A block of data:
* BEGIN *
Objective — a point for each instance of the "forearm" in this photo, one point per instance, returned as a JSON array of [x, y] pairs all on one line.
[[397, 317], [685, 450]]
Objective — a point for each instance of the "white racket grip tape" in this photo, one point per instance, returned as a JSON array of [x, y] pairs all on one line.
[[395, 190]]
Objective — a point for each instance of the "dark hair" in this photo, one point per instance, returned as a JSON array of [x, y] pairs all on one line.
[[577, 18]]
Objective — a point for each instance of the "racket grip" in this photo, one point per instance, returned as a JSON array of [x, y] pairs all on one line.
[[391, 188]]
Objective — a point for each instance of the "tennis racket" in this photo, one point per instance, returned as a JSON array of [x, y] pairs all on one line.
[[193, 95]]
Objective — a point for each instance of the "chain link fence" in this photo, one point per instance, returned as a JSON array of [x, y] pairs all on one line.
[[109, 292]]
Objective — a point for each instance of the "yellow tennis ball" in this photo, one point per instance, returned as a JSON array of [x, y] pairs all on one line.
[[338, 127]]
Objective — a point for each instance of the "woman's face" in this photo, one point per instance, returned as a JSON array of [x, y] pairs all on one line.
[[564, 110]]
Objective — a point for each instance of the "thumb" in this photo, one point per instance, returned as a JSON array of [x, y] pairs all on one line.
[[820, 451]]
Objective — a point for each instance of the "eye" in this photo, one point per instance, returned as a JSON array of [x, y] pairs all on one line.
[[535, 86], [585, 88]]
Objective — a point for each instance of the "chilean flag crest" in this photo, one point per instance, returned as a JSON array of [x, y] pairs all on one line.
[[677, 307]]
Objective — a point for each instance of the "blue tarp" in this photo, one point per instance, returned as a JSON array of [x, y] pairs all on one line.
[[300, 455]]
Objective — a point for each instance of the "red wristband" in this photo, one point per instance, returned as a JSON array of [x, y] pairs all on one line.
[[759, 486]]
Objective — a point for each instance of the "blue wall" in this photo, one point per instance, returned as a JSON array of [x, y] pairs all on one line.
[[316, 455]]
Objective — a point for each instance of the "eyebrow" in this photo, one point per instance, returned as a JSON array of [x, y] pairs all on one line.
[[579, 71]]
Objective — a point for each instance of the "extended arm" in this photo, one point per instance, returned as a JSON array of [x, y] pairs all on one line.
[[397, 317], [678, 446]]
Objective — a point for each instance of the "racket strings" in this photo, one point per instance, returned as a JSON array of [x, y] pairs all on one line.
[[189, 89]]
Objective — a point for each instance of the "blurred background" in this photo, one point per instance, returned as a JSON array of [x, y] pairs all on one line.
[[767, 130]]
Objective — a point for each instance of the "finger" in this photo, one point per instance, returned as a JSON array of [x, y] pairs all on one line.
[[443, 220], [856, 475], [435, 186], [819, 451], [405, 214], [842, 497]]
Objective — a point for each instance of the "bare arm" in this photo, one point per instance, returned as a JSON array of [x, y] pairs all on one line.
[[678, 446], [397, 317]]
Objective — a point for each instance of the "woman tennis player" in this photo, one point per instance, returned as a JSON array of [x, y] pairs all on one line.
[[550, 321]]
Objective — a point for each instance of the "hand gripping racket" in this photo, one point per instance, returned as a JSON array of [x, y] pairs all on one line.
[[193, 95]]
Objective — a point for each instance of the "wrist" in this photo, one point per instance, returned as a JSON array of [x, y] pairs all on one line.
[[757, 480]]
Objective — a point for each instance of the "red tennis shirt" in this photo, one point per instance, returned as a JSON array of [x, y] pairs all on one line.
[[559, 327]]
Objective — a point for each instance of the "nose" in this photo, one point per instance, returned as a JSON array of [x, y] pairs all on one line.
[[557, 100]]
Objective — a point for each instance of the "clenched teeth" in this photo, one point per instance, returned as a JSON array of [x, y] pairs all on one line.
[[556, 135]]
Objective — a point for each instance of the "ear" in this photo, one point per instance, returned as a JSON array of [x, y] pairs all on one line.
* END *
Task:
Can you convert all the entries above into a numbered list, leaving out any blank lines?

Exercise result:
1. Objective — a point for each instance of the "forearm" in this photo, one point per instance, returned as a JSON array of [x, y] pairs all on one line.
2. [[397, 317], [685, 450]]
3. Objective — a point for each instance of the "white racket grip tape" in this photo, one point per instance, returned as a JSON array of [x, y] pairs all on one line.
4. [[395, 190]]
5. Objective — a point for each instance of the "dark hair" in this photo, one point per instance, returned as a JSON array of [x, y] pairs all on one line.
6. [[577, 18]]
7. Objective — a point for each instance of the "racket grip" in this photo, one point per instance, returned as a JSON array of [x, y] pairs all on one line.
8. [[391, 188]]
9. Objective — a point for each instance of the "tennis racket" in this photo, one point per instance, returned as a JSON array of [x, y] pairs all on one line.
10. [[193, 95]]
11. Objective — a point for each instance of the "chain link fence" in this photo, one point per instance, returned as a JSON array of [x, y] pairs all on one line.
12. [[109, 292]]
13. Objective — a point for each instance of the "yellow tennis ball" in this photo, one point per instance, returned as a JSON array of [x, y] pairs all on one line.
14. [[338, 127]]
15. Objective — a point for each instance of the "woman's face" in this photo, one point per instance, returned as a JSON array of [x, y] pairs all on one line.
16. [[564, 110]]
17. Objective — a point for each instance of the "thumb" in this photo, one point per instance, returned as a JSON array of [x, y] pairs all on one line.
18. [[820, 451]]
19. Objective — a point for each instance of the "eye" in this photo, one point per instance, returned as a JSON array of [x, y] pairs all on one line.
20. [[535, 86], [585, 88]]
21. Objective — a point for each instance of the "chilean flag crest" in this photo, one point per instance, returned as a JSON array of [x, y] pairs all on one line.
22. [[677, 307]]
23. Objective — a point for each instance of the "blue tarp" in this photo, one point per instance, returned as a JSON array of [x, y] pairs all on one line.
24. [[300, 455]]
25. Objective — a point for each instance of the "red wristband" in this photo, one point per instance, returned as a JSON array of [x, y] pairs all on one line.
26. [[759, 486]]
27. Objective — a point for each instance of the "blue wall" in this photo, one point per instance, returned as a JSON array of [x, y] pairs all on one line.
28. [[316, 455]]
29. Objective — a point for each instance of the "eyebrow" in this photo, one point per instance, returned as a JSON array of [x, y] pairs all on one line.
30. [[579, 71]]
31. Objective — a point for each instance of the "extended arm" in this photo, one point per instance, returned as a JSON array of [x, y] pairs all on one line.
32. [[397, 317], [678, 446]]
33. Objective — a point for each instance of the "racket strings" in this photo, one point per instance, returned as a JSON array of [x, y] pairs all on one line.
34. [[189, 89]]
35. Objective — a point for each instance of the "blurred background" in this photo, one point per instance, returned as a JSON array of [x, y] pairs all on one line.
36. [[767, 130]]
37. Objective — a point for each instance of the "finger" in this photo, one point per instance, returned as a JSON array of [x, y] pairs all on one line.
38. [[443, 220], [856, 475], [435, 186], [819, 451], [405, 214], [842, 497]]
39. Objective — a point for each instance of the "bare arm" in this photo, one point per instance, returned as a JSON array of [x, y] pairs all on one line.
40. [[678, 446], [397, 317]]
41. Objective — a point for each instance of the "woman tennis player" in this photo, one point per instance, returned as a JSON array of [x, y] pairs all on one line.
42. [[550, 321]]
43. Objective — a point for each instance of the "hand gripping racket" in this photo, one point per instance, returned as a JSON array of [x, y] pairs all on one line.
44. [[193, 95]]
45. Objective — a point for each instance of the "wrist" in this photo, one point per instance, returned as a JSON array of [x, y] pairs all on one line.
46. [[757, 480]]
47. Objective — a point for each instance of the "red tennis shirt" in this photo, one point per instance, returned as a JSON array of [x, y] pairs all on one line.
48. [[559, 327]]
49. Objective — a point for each instance of the "nose" in this photo, one point per instance, returned as a JSON array of [x, y] pairs all on one line.
50. [[557, 100]]
51. Objective — a point for each instance of the "clenched teeth" in this photo, one point per instance, returned as a JSON array of [x, y] pairs all on one line.
52. [[556, 135]]
53. Objective — a point for each instance of the "ear" in this photo, one point per instance, returned as a JSON array of [x, y] pairs all on one line.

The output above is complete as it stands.